Exercise brief:
Lines from the records below that contain the word "indicate" are to be copied out.

Material provided:
....

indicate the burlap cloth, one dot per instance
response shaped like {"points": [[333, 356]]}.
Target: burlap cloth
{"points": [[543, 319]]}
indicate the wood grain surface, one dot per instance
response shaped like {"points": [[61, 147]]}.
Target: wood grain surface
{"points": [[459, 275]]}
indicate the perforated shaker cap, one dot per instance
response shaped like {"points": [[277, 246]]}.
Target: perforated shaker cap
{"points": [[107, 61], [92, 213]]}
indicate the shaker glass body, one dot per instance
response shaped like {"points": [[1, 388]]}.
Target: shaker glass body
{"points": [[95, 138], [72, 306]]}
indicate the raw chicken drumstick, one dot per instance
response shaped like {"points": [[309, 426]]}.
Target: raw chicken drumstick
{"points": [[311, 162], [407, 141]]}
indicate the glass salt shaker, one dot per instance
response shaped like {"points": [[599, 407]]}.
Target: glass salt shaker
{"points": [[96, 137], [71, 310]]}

....

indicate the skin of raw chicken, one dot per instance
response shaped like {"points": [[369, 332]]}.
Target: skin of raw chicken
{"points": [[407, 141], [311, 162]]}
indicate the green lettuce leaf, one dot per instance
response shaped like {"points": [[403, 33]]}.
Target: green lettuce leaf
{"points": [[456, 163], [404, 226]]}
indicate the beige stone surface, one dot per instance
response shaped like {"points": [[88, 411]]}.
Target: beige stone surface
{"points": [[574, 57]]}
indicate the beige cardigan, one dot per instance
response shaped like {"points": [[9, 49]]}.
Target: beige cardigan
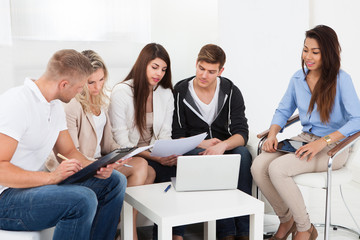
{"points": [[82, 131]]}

....

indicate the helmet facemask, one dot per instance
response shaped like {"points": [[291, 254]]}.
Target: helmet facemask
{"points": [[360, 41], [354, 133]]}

....

Exercise answer:
indicate the burlap cloth, one dot per instance
indicate the wood grain surface, one dot per instance
indicate the perforated shaker cap, one dot per instance
indicate the shaker glass body, one dot per instance
indicate the raw chicken drumstick, one dot per instance
indicate the glass salt shaker, one dot per instance
indicate the skin of raw chicken, one dot per instance
indicate the green lettuce leaf, one dot per instance
indicate the beige stone surface, one dot per instance
indicate the beige cardigan, one dot per instance
indicate the helmet facemask, one dot per instance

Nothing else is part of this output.